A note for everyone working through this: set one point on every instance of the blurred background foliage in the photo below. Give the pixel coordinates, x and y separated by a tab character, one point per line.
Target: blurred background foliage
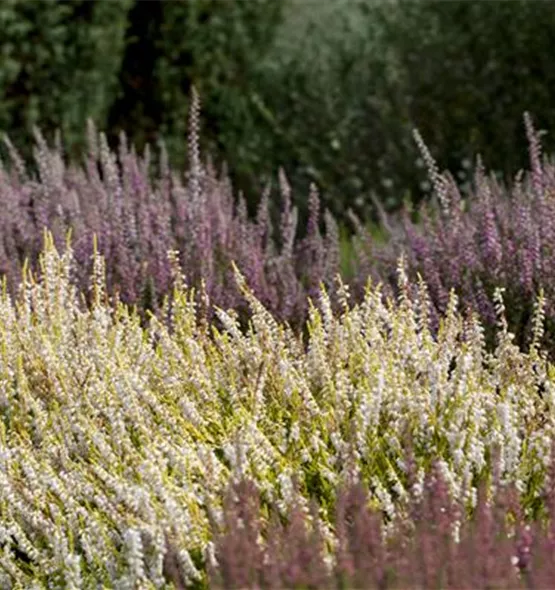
330	90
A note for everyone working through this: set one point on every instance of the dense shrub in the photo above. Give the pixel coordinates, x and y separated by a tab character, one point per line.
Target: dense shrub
493	236
434	546
118	441
138	215
344	86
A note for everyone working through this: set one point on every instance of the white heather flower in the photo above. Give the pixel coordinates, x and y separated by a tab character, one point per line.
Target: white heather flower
190	572
72	571
135	558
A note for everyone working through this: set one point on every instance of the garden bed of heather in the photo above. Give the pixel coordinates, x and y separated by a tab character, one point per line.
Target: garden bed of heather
191	396
368	450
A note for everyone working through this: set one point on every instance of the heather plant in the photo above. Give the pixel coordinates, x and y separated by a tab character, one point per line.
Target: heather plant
138	214
119	440
474	242
437	546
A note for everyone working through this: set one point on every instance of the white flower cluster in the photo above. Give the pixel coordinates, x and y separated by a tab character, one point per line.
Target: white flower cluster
114	437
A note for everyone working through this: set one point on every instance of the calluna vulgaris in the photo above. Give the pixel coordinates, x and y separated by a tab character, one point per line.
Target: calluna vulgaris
122	443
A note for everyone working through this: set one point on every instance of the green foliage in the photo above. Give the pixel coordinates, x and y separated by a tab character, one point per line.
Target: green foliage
60	62
218	46
344	87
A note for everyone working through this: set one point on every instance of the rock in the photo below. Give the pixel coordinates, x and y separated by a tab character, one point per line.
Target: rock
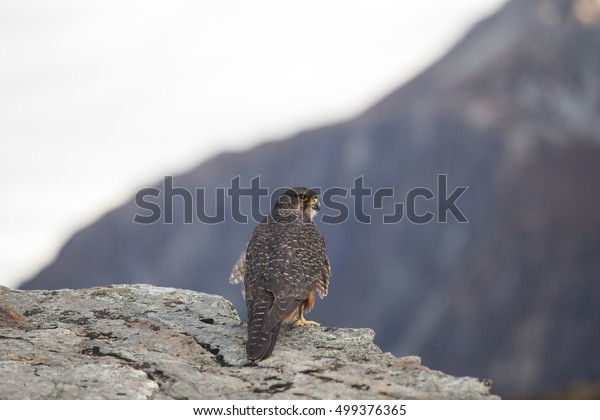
146	342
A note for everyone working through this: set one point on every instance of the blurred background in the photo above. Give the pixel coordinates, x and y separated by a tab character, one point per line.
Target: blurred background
100	100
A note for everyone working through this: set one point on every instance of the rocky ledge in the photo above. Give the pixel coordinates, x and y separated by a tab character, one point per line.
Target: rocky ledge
146	342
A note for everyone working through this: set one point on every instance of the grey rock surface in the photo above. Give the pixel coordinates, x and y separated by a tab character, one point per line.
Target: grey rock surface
146	342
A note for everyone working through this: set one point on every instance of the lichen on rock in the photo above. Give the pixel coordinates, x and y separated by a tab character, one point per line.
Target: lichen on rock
147	342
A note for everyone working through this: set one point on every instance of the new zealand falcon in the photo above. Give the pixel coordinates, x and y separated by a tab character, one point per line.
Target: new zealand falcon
284	264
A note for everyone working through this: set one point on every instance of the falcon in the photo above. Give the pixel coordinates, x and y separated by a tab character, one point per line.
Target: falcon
283	266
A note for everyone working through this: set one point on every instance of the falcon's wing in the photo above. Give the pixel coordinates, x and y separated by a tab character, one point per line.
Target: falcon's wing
238	272
322	285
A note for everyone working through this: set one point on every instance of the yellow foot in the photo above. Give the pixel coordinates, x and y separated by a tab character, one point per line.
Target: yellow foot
301	322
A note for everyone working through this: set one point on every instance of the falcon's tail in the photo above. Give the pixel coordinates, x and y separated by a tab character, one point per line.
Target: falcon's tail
260	340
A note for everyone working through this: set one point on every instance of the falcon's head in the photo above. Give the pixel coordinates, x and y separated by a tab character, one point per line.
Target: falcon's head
298	200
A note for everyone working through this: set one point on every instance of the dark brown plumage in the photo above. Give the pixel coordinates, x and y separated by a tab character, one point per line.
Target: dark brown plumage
284	264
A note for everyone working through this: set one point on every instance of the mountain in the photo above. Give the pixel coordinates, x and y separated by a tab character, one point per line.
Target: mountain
512	112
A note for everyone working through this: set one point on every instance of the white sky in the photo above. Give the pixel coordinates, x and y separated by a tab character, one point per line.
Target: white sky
99	99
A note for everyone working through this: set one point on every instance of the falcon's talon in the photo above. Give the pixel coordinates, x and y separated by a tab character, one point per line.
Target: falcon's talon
302	322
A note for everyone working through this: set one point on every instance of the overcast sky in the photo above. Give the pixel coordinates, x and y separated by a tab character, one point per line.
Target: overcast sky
99	99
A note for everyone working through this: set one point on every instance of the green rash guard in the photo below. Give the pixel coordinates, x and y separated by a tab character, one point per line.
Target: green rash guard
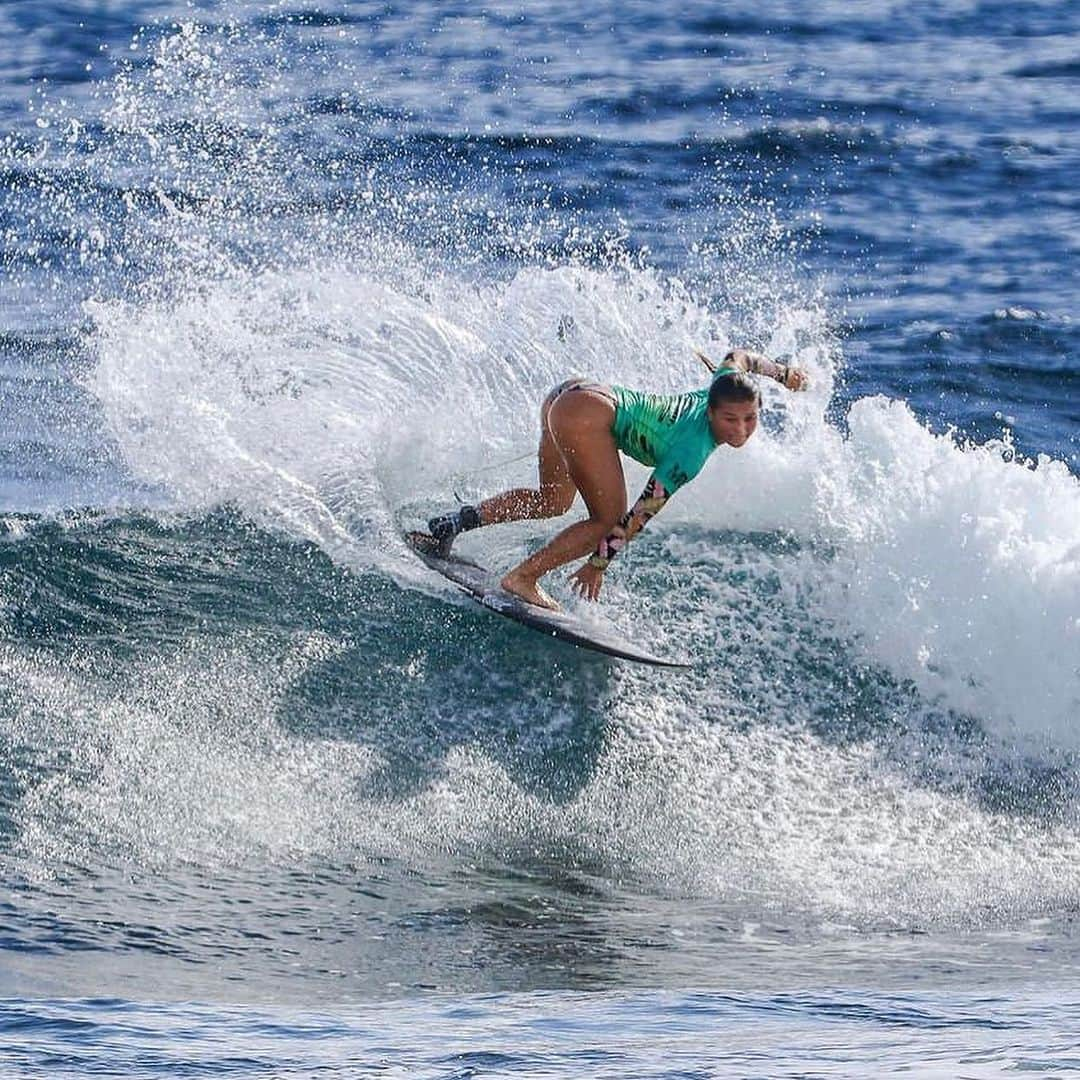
667	432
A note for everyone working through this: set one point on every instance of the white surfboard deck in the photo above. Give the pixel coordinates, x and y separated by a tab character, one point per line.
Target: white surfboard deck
483	585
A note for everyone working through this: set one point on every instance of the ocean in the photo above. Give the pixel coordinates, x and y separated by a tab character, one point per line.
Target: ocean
282	279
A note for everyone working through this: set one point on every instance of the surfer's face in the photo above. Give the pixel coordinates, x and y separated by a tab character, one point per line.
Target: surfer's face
733	422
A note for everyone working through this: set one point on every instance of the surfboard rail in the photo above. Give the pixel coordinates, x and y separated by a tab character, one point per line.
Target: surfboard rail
483	585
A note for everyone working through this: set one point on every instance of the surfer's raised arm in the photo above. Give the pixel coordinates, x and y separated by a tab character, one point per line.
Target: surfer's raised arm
756	363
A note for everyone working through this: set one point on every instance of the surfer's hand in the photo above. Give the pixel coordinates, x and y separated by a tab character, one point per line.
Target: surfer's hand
796	379
586	581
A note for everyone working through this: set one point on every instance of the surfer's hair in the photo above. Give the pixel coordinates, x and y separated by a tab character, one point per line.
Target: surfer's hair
732	387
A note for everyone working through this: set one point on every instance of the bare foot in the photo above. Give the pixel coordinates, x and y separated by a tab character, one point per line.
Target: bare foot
528	591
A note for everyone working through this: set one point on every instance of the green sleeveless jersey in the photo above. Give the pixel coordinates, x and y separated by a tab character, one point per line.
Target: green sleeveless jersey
669	432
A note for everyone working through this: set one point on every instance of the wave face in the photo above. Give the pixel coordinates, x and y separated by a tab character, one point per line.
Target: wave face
280	282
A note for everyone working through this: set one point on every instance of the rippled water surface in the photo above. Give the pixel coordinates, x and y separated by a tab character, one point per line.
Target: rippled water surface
280	279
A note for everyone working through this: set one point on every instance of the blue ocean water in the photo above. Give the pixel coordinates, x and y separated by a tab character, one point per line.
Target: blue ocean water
279	278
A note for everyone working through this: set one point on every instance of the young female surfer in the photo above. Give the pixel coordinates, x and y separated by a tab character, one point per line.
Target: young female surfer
583	426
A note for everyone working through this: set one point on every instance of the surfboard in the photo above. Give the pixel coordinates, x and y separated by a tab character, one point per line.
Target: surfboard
483	585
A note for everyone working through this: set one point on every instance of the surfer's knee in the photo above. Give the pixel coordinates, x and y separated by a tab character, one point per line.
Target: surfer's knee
556	501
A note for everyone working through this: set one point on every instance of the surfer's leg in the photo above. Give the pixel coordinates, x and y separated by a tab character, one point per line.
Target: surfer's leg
580	426
554	491
552	496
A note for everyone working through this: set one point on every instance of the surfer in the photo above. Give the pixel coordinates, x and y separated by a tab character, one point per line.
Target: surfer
583	427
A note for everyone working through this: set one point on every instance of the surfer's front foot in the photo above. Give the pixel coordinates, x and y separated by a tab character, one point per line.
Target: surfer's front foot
528	591
427	544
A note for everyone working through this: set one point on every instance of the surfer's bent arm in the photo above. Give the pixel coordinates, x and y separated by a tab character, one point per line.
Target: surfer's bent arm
793	378
648	504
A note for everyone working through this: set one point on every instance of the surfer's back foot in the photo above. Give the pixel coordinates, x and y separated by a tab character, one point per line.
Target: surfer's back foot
528	591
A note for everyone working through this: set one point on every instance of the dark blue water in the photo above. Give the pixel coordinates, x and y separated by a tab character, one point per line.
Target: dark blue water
279	279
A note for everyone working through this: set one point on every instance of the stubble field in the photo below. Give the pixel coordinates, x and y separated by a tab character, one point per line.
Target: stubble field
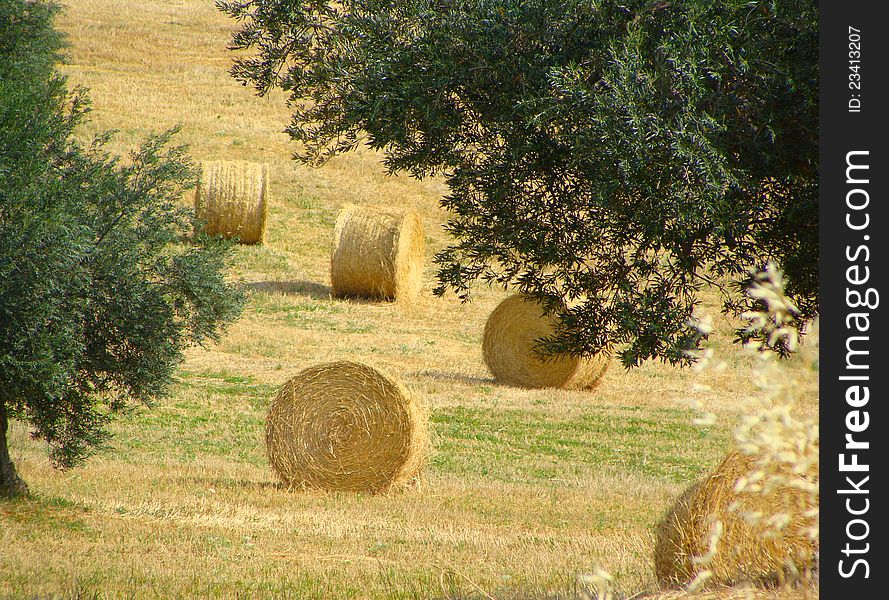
525	492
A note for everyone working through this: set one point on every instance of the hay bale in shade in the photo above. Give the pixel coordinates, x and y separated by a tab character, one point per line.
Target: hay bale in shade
377	253
232	199
346	426
510	338
743	553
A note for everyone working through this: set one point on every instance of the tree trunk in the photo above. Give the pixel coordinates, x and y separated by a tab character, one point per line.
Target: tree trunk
10	482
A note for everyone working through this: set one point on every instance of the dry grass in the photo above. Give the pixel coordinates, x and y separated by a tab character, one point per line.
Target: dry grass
232	200
509	344
526	488
378	253
346	426
744	552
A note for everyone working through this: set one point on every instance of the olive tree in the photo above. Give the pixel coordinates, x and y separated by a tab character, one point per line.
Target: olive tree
609	158
98	297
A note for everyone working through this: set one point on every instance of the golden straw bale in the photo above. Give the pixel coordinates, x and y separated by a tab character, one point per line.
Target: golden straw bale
232	199
511	335
377	253
745	552
346	426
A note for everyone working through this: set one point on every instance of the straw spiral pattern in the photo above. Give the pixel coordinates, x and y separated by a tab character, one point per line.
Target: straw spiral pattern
346	426
510	337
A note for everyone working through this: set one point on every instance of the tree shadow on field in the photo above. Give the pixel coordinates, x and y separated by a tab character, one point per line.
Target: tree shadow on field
230	483
300	287
436	375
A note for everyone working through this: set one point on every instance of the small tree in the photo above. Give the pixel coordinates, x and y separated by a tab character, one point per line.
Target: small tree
609	158
97	299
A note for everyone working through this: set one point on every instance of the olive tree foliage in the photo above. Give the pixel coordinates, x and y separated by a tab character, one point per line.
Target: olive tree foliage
609	158
98	297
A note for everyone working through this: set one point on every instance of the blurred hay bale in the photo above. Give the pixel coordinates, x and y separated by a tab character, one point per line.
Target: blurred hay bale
232	199
377	253
346	426
746	551
511	334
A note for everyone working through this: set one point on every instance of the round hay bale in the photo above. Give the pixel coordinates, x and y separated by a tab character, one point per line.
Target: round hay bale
511	335
377	253
232	199
744	554
346	426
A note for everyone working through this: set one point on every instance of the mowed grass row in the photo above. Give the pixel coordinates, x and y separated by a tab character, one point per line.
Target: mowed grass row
524	491
519	499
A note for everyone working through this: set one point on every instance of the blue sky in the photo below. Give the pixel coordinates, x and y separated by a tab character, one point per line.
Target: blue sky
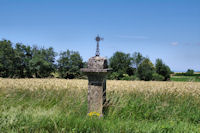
166	29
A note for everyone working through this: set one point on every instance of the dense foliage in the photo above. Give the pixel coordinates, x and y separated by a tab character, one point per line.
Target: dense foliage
24	61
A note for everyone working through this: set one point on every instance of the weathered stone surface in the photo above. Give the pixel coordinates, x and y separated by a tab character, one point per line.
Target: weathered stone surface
96	72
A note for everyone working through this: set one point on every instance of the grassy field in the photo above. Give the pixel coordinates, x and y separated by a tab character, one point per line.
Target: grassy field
58	105
186	78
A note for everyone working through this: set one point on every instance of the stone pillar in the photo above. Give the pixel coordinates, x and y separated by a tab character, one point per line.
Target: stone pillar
96	72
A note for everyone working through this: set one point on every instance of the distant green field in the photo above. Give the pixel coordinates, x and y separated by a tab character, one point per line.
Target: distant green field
60	106
186	78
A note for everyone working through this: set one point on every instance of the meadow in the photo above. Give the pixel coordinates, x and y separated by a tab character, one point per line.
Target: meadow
59	105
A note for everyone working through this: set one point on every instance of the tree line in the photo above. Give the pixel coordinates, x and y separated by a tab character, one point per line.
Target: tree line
24	61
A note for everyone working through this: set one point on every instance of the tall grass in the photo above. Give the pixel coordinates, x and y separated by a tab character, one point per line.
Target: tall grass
58	105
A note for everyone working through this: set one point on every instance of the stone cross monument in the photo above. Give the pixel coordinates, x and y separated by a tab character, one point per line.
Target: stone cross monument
96	72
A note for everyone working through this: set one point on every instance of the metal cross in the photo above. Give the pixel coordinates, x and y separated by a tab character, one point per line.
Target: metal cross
98	39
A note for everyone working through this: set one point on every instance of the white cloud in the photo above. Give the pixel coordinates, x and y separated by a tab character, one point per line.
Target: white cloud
174	43
132	37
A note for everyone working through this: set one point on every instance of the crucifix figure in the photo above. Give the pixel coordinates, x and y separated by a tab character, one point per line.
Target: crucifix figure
98	39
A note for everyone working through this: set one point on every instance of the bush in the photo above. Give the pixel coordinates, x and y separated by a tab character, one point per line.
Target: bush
162	69
158	77
146	70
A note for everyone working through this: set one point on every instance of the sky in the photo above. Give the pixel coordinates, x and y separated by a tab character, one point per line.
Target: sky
165	29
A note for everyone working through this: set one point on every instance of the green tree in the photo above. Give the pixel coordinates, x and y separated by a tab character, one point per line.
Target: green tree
42	62
23	55
162	69
121	64
6	59
137	59
145	70
69	64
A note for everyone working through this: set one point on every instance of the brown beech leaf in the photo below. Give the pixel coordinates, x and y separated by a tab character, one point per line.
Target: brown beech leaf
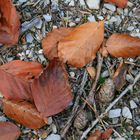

----

◆ Your task ◆
List each line of the listing above that contains the word "weathered". Case counts.

◆ Response to this task ◆
A note for everyone working through this: set one point on every instance of the weathered stone surface in the photo above. Give the pixel coordinates, x and y separated by a tab character, one point per line.
Target: weathered stone surface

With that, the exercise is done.